● Task prompt: An exact copy of each record is required.

● Provided material:
■ ■ ■ ■ ■

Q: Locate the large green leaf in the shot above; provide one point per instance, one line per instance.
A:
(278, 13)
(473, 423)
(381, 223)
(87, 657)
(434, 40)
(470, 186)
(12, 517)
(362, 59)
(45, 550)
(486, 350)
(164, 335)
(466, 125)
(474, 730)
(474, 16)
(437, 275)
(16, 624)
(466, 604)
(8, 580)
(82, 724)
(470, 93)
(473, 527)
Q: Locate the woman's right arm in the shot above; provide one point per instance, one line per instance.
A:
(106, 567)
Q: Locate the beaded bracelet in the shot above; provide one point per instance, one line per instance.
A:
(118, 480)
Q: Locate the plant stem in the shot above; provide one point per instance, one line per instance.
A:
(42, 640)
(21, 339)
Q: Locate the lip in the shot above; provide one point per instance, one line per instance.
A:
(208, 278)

■ ■ ■ ■ ■

● Answer section:
Q: Locate the large green leaf in the shot above; provide one point per instance, one line per instance.
A:
(278, 13)
(473, 423)
(381, 223)
(87, 657)
(434, 40)
(470, 186)
(12, 517)
(362, 59)
(45, 550)
(486, 350)
(164, 335)
(466, 125)
(474, 730)
(474, 16)
(437, 275)
(16, 624)
(466, 604)
(8, 580)
(82, 724)
(470, 93)
(473, 527)
Q: Locate the woman's right arm in the shot above; provide one point per instance, one line per instance.
A:
(106, 567)
Q: Locate the beaded bracelet in the shot above; provide one point per instance, one line per instance.
A:
(118, 480)
Q: Locate the plant stem in the shot above; provide one point per instance, one line per instance.
A:
(42, 640)
(21, 339)
Q: Locate the lip in the shot above; provide one point per instance, one line per instance.
A:
(208, 278)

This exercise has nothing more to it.